● **目標 1**: 這篇正規表達式斷言筆記是在閱讀哪份文件時記下的？
● **目標 2**: 在正規表達式斷言筆記引用的 MDN 定義中，括號裡列舉了哪些比對方式？請全部列出。
● **目標 3**: 請從正規表達式斷言筆記的最後一句之後接著往下寫。

正規表達式筆記：斷言（assertions）

2023-04-29 16:48 Regular expressions

總結
筆記內容
定義
邊際類型（boundary-type assertions）
前後條件類型
MDN 範例解讀
參考文件

總結

此篇文章是閱讀 MDN: Regular expressions > Assertions 時記下的筆記。

筆記內容

定義

MDN: Assertions include boundaries, which indicate the beginnings and endings of lines and words, and other patterns indicating in some way that a match is possible (including look-ahead, look-behind, and conditional expressions).

assertions 字元讓開發者可以根據「邊際」或「前後符合條件」來進行搜尋。

● **記錄資料**:
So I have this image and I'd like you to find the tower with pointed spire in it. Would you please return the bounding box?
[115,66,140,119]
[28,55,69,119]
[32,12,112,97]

● **正確答案 1**: MDN: Regular expressions > Assertions

● **正確答案 2**: look-ahead、look-behind、conditional expressions

● **正確答案 3**:
邊際類型（boundary-type assertions）

^：比對一段內容的「起點」是否符合 ^ 後面提供的條件。舉例：/^a/ 會挑中字串 apple 中的 a，但不會挑中 banana 中的 a

$：比對一段內容的「結尾」是否符合 $ 前面提供的條件。舉例：/t$/ 會挑中字串 cat 中的 t，但不會挑中 tea 中的 t

\b 代表「邊際」（word boundary），範例如下：

/\bc/ 會挑中 cat 中的 c，但不會挑中 octopus 中的 c
/t\b/ 會挑中 cat 中的 t，但不會挑中 take 中的 t

\B 的作用與 \b 相反，代表「非邊際」（non-word boundary）；如果把上方範例中的 \b 改為 \B，結果就會反過來：

/\Bc/ 不會挑中 cat 中的 c，但會挑中 octopus 中的 c
/t\B/ 不會挑中 cat 中的 t，但會挑中 take 中的 t

前後條件類型

x(?=y)：挑出後方有 y 的 x。舉例：apple(?= pie) 會挑中 apple pie 字串中的 apple，但不會挑中 apple tea 中的 apple

x(?!)y：挑出後方沒有 y 的 x。舉例：apple(?! pie) 會挑中 apple tea 字串中的 apple，但不會挑中 apple pie 中的 apple

(?<=y)x：挑出前方有 y 的 x。舉例：(?<=apple )pie 會挑中 apple pie 中的 pie，但不會挑中 cherry pie 中的 pie

(?<!y)x：挑出前方沒有 y 的 x。舉例：(?<!apple )pie 會挑中 cherry pie 中的 pie，但不會挑中 apple pie 中的 pie

MDN 範例解讀

buggyMultiline = `tey, ihe light-greon apple
tangs on ihe greon traa`;

buggyMultiline = buggyMultiline.replace(/^t/gim, 'h');
// 將位於每一個「單字開頭」的 t 替換成 h
// 這裡會將 tey 與 tangs 換成 hey 與 hangs

buggyMultiline = buggyMultiline.replace(/aa$/gim, 'ee.');
// 將每一個「單字結束前」的 aa 替換為 ee.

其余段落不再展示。